**Exercise brief**
State how many lines in the listing below contain the word "water". Reply with the number alone.

==== Exercise materials ====

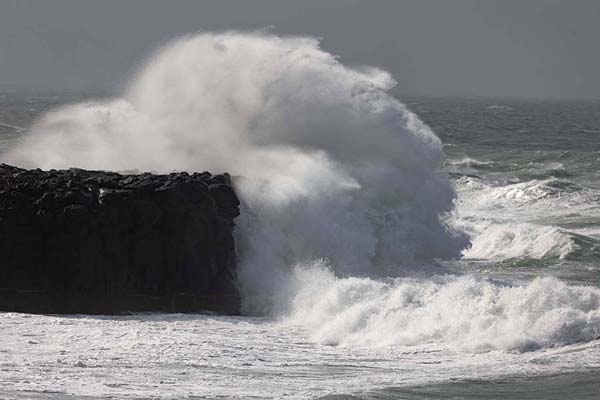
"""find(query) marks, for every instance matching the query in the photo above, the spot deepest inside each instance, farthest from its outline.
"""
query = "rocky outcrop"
(77, 241)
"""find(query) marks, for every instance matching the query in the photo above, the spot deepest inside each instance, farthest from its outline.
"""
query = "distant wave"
(15, 128)
(330, 165)
(497, 107)
(464, 313)
(501, 220)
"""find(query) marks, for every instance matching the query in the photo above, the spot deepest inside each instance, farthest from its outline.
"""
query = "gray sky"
(506, 48)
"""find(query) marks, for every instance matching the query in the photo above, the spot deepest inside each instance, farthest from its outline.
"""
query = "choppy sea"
(516, 317)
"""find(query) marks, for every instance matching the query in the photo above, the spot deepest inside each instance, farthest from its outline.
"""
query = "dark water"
(583, 385)
(527, 176)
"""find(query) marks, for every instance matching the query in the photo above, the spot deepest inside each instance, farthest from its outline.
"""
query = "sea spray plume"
(329, 164)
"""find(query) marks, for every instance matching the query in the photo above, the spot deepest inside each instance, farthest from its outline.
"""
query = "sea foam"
(328, 164)
(340, 189)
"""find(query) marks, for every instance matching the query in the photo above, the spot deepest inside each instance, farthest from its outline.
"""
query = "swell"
(329, 165)
(340, 189)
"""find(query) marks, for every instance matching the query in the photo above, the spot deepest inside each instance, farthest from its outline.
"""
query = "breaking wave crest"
(334, 175)
(329, 165)
(463, 313)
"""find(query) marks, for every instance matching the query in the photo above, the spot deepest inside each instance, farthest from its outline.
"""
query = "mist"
(540, 49)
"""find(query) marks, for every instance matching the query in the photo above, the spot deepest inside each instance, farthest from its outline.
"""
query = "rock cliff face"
(77, 241)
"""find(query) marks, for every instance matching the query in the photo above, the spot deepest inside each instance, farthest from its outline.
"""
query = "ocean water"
(403, 267)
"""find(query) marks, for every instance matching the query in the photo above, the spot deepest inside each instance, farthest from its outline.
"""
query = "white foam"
(330, 165)
(509, 221)
(464, 313)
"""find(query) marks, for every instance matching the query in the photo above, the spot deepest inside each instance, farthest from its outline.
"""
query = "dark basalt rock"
(77, 241)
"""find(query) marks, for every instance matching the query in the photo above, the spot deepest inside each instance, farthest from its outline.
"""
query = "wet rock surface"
(77, 241)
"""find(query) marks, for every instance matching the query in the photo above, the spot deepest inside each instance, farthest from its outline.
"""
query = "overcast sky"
(506, 48)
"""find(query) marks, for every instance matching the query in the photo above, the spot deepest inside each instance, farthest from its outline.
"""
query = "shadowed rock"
(77, 241)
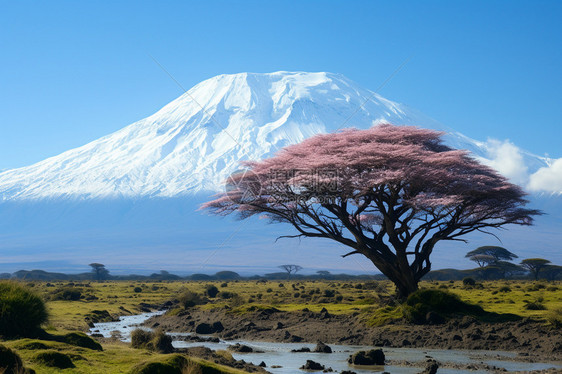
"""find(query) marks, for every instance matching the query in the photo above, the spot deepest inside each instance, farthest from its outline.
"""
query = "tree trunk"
(404, 287)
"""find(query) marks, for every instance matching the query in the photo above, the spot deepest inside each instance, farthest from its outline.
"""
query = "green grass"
(372, 300)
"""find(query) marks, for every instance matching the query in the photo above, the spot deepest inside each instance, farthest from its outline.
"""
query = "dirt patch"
(531, 339)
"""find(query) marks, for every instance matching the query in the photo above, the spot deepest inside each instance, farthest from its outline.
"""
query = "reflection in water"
(279, 354)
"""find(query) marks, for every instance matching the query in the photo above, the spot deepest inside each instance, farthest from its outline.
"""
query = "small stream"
(279, 354)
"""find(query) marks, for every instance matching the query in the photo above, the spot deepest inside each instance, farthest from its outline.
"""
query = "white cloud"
(548, 178)
(507, 159)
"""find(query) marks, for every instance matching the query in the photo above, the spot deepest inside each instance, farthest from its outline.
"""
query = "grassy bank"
(72, 305)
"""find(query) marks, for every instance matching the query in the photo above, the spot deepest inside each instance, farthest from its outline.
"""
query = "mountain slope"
(193, 143)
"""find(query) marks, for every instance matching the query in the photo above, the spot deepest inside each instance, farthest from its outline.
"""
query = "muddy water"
(279, 354)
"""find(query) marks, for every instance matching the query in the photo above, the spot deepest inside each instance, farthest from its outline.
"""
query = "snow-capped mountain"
(130, 199)
(193, 143)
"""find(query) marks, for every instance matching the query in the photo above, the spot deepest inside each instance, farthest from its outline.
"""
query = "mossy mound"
(11, 363)
(54, 359)
(430, 302)
(153, 340)
(22, 311)
(31, 345)
(431, 306)
(80, 339)
(178, 364)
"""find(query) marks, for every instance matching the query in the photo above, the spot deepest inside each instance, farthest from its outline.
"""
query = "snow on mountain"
(193, 143)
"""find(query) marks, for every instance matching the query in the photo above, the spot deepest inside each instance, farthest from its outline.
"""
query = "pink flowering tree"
(389, 193)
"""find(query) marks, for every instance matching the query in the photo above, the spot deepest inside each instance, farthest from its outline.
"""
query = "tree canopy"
(490, 254)
(390, 193)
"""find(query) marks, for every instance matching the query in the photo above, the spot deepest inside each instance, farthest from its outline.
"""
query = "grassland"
(373, 299)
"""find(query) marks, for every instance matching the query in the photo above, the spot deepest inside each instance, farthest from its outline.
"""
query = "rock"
(240, 348)
(382, 343)
(322, 348)
(466, 321)
(217, 327)
(324, 314)
(300, 350)
(295, 339)
(433, 318)
(372, 357)
(204, 328)
(312, 365)
(431, 367)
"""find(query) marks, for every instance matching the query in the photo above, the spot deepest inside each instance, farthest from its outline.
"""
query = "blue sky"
(74, 71)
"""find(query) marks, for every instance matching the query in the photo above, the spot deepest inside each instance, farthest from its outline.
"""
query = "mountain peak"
(193, 143)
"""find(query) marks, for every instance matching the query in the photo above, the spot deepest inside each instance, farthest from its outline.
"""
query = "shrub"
(534, 306)
(80, 339)
(555, 318)
(54, 359)
(211, 290)
(152, 340)
(421, 302)
(189, 299)
(226, 295)
(174, 365)
(161, 342)
(67, 293)
(140, 338)
(11, 363)
(21, 311)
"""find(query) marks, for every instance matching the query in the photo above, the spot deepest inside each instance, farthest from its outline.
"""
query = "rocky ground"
(532, 340)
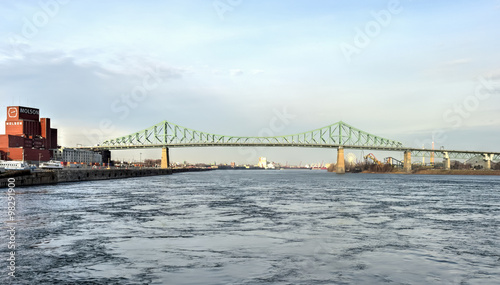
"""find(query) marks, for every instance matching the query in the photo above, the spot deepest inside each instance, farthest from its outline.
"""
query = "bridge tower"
(487, 160)
(407, 161)
(340, 169)
(446, 160)
(165, 159)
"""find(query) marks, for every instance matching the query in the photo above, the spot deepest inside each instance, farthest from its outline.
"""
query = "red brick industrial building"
(27, 137)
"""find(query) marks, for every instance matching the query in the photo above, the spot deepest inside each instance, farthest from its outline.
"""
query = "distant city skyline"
(412, 71)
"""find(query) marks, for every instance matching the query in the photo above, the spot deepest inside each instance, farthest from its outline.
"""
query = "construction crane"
(373, 158)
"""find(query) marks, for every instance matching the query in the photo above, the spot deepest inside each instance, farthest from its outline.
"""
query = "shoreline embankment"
(27, 178)
(441, 172)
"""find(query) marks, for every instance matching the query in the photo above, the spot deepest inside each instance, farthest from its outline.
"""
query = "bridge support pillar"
(407, 161)
(446, 160)
(165, 160)
(487, 160)
(340, 169)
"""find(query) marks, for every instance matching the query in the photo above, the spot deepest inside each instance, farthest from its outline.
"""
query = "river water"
(259, 227)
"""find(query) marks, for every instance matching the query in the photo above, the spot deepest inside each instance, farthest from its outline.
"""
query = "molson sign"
(20, 113)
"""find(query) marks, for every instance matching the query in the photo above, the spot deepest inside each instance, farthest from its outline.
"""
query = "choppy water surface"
(261, 227)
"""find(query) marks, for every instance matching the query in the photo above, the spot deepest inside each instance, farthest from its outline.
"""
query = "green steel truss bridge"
(338, 135)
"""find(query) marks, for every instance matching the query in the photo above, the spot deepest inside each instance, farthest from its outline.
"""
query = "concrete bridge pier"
(340, 169)
(407, 161)
(165, 160)
(446, 160)
(487, 160)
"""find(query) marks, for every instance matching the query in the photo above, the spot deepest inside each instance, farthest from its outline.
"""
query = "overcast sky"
(405, 70)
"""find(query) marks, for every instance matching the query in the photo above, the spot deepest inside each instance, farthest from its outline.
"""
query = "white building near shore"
(77, 155)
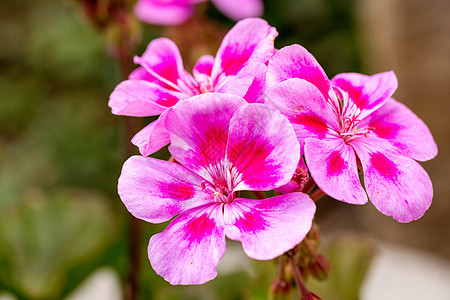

====

**Response to this task**
6